* **WRITTEN INSTRUCTION**
Output the records below word for word, from the line containing "segment outdoor bar kiosk, all instances" through the line containing "Return the outline of every instance of the outdoor", both lines included. Leave the pictures out.
=== RECORDS SHOWN ===
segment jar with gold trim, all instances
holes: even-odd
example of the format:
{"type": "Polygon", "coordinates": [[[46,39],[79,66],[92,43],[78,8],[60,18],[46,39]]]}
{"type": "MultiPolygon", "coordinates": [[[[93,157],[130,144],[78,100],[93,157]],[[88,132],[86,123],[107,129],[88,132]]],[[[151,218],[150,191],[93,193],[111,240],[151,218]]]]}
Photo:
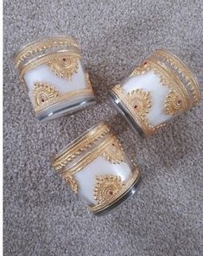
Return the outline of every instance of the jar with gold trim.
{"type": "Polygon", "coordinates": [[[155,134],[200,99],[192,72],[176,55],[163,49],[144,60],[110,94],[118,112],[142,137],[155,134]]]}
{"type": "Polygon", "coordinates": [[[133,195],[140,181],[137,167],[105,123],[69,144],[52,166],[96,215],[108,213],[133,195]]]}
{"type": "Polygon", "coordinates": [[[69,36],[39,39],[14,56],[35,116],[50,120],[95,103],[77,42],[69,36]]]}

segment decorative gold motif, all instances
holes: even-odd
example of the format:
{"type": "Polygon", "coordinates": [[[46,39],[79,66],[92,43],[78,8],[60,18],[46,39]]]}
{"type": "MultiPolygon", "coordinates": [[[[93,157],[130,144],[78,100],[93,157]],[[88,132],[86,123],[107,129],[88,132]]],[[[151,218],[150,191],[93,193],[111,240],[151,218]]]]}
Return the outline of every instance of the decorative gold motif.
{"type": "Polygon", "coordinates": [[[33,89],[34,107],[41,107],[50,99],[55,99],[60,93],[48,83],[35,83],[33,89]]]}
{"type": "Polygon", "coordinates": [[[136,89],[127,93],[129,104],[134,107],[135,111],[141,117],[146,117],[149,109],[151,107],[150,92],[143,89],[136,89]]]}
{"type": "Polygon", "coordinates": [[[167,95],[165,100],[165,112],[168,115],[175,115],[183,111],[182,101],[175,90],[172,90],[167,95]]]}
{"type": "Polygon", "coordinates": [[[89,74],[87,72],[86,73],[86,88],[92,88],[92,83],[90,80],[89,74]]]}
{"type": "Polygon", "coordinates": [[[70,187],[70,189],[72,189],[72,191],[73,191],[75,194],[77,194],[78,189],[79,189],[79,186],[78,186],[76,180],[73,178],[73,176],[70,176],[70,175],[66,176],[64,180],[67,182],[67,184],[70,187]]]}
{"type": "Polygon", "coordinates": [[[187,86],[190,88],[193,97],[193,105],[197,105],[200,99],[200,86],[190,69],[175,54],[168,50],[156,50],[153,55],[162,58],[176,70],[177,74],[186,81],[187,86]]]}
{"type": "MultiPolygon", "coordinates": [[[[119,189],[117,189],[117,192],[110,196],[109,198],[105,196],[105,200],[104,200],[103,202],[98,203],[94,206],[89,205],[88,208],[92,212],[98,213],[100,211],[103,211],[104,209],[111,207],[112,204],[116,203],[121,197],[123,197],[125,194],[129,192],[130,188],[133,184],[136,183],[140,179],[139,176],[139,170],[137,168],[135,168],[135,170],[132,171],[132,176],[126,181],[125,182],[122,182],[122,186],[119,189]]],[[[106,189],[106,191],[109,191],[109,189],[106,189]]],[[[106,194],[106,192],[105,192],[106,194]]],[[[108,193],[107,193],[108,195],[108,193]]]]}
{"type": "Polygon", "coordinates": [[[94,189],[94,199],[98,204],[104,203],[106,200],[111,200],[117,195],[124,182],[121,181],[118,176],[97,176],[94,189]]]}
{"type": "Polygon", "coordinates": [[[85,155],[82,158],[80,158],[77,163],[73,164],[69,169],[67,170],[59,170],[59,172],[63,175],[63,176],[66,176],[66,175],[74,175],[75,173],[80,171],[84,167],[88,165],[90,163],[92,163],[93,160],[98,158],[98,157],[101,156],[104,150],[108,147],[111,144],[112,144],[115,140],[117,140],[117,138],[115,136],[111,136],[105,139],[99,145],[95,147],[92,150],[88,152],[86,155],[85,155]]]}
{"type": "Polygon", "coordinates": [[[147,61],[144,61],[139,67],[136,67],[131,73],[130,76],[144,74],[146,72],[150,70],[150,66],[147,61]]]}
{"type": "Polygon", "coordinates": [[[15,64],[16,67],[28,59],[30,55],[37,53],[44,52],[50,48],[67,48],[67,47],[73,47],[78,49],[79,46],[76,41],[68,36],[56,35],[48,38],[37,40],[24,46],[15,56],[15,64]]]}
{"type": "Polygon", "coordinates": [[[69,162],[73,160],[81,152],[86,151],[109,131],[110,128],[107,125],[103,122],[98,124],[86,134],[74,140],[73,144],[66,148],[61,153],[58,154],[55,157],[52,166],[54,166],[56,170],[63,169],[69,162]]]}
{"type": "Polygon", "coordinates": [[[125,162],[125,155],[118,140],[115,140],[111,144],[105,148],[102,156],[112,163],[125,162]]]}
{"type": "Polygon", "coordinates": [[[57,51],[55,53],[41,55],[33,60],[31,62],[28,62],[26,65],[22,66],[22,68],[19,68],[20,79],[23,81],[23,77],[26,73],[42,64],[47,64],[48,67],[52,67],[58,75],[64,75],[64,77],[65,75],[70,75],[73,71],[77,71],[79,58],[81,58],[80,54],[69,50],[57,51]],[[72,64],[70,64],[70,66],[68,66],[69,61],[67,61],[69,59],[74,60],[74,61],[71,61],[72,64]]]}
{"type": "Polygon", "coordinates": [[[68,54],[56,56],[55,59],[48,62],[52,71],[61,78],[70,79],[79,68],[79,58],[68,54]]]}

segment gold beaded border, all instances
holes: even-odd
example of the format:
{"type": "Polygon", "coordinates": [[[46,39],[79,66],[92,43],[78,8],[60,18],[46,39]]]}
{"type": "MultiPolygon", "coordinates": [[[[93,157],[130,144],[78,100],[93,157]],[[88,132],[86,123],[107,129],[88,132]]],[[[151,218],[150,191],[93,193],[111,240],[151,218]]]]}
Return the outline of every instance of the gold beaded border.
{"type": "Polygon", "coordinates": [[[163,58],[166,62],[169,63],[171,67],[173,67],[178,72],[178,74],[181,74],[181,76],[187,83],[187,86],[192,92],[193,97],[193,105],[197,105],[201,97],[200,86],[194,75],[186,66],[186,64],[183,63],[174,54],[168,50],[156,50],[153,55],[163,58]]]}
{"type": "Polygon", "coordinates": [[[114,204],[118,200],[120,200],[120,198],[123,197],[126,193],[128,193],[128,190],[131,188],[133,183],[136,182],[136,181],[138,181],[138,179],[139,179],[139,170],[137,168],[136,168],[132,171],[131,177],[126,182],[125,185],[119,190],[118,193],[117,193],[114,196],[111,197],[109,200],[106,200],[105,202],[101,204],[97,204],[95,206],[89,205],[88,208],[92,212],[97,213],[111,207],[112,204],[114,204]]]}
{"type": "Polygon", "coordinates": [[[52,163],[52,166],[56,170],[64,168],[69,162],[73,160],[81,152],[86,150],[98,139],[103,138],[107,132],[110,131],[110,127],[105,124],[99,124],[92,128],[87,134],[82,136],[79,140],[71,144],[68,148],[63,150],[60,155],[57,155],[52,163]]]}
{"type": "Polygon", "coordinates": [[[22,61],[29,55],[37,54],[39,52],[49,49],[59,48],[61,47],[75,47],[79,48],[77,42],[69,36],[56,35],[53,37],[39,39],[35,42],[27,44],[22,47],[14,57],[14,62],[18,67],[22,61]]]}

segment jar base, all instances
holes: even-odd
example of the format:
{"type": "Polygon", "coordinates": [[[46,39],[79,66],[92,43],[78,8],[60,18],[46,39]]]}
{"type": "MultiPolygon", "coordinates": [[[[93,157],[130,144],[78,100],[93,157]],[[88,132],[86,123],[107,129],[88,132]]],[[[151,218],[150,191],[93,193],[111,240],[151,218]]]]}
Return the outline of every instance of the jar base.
===
=== RECORDS SHOWN ===
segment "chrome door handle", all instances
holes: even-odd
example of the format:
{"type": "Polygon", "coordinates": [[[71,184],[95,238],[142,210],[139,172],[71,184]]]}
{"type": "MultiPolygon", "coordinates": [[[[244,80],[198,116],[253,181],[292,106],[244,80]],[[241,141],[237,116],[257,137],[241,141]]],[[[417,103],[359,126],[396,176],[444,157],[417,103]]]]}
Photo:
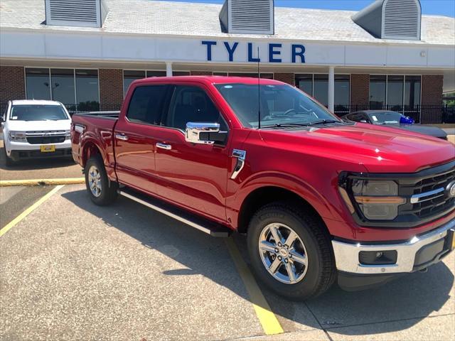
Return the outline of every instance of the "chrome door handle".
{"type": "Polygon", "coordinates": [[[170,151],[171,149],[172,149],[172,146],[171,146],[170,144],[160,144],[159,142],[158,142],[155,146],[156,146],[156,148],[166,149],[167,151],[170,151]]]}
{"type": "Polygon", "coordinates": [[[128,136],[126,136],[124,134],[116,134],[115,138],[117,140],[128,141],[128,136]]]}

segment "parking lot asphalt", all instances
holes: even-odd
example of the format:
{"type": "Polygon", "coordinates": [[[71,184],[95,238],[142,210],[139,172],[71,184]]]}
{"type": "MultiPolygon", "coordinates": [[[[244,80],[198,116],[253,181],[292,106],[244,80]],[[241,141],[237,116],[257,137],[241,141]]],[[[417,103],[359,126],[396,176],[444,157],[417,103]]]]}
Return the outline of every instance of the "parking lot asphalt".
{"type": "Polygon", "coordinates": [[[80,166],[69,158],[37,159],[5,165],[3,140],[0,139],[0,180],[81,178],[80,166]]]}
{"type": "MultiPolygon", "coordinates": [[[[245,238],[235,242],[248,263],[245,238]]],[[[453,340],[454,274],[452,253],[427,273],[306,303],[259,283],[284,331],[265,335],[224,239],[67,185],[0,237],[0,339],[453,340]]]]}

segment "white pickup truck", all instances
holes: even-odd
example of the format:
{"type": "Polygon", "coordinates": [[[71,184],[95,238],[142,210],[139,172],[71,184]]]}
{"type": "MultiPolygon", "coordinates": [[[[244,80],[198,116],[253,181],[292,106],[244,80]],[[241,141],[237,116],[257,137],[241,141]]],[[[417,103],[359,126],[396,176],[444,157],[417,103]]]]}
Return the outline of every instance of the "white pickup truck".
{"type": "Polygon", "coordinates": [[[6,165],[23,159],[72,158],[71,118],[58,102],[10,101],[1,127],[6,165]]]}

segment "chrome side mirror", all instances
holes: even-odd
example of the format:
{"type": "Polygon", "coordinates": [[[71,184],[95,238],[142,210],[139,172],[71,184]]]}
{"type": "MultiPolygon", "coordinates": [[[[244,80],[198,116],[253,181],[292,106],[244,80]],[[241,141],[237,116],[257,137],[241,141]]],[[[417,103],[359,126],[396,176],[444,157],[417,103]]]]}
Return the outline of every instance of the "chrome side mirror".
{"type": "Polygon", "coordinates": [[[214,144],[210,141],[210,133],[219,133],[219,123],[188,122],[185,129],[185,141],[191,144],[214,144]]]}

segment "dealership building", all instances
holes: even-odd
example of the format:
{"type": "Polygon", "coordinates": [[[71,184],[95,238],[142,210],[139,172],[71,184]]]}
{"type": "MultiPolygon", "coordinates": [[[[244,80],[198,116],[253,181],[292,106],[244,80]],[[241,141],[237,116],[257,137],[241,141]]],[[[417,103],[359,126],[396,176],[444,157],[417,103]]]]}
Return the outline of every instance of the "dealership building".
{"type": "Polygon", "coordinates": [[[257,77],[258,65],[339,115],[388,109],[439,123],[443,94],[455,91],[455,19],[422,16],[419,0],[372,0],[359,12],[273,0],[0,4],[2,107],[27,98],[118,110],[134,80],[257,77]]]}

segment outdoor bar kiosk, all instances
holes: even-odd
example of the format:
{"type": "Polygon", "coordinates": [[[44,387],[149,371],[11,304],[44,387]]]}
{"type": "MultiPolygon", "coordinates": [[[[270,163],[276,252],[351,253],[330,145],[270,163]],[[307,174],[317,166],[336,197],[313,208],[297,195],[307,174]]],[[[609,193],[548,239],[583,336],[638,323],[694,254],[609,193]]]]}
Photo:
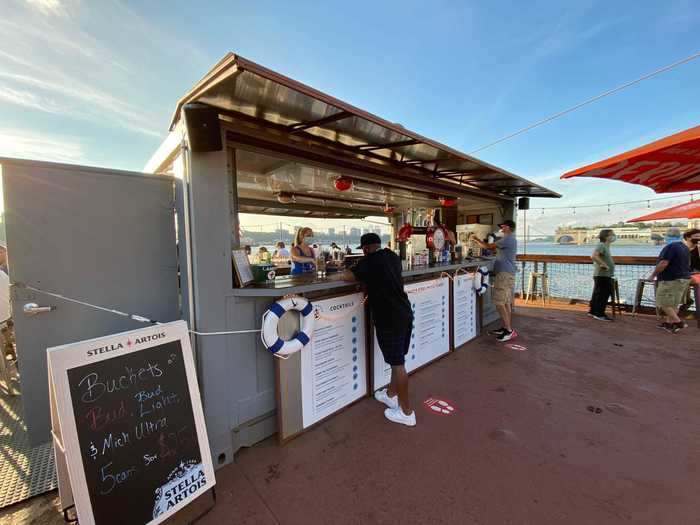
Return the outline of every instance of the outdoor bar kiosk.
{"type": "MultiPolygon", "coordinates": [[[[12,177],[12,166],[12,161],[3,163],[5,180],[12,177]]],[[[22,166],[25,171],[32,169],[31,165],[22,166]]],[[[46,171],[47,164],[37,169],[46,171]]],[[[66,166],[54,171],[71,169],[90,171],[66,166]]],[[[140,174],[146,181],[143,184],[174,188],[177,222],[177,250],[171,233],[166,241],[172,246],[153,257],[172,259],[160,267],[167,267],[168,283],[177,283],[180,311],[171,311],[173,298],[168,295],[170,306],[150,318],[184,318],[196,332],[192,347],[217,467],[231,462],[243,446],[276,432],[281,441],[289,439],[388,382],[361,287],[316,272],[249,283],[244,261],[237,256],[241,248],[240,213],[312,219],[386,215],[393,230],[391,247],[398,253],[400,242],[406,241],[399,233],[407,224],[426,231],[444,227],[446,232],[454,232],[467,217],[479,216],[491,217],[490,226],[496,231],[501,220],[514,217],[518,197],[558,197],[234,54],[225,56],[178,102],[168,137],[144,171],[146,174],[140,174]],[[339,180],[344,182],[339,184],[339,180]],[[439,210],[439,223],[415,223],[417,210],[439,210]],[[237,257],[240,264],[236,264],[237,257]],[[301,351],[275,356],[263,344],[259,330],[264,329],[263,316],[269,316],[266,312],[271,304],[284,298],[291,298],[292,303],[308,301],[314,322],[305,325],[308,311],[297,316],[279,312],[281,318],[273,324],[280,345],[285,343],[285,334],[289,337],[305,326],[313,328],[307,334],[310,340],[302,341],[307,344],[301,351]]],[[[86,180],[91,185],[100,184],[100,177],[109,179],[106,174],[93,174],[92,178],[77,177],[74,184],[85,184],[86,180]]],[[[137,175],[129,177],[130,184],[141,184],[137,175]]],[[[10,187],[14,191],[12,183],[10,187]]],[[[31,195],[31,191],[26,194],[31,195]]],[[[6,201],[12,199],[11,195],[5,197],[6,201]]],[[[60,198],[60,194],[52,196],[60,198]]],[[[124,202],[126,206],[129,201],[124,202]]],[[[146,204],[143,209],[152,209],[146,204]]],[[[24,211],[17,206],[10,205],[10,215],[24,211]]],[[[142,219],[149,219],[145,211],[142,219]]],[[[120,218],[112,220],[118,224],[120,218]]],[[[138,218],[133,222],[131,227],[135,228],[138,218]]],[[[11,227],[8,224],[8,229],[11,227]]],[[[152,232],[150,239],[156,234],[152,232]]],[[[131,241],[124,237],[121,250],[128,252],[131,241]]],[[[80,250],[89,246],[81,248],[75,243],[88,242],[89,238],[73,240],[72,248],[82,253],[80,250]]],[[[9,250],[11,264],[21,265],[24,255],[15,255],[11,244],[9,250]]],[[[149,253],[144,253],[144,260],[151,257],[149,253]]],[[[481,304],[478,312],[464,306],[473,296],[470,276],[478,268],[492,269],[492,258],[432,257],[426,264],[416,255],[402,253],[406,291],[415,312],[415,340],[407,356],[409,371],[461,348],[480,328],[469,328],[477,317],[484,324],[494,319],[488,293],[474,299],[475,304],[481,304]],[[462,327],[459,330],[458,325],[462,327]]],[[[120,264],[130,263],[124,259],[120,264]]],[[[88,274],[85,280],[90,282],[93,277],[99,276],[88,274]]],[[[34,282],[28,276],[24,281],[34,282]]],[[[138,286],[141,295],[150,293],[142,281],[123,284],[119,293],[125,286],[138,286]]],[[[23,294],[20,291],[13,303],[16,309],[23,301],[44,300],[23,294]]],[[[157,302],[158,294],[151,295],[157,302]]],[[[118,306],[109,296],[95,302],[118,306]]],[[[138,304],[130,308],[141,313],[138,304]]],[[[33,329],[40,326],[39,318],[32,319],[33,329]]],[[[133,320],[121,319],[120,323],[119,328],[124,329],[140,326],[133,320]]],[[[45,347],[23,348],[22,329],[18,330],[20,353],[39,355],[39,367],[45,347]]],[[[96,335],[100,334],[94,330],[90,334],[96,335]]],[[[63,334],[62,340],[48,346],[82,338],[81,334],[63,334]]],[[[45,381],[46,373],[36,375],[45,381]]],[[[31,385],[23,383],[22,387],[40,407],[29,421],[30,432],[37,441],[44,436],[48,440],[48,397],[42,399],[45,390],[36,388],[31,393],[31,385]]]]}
===
* **REPLY**
segment outdoor bar kiosk, all instances
holes: even-odd
example of the format:
{"type": "Polygon", "coordinates": [[[44,387],[149,371],[11,304],[44,387]]]}
{"type": "MultiPolygon", "coordinates": [[[[270,163],[276,252],[351,253],[330,145],[270,163]],[[307,174],[317,166],[336,197],[313,208],[297,195],[307,174]]],[[[609,193],[548,239],[583,336],[638,323],[694,254],[609,193]]]]}
Photo:
Return the outline of every instance of the outdoor bar kiosk.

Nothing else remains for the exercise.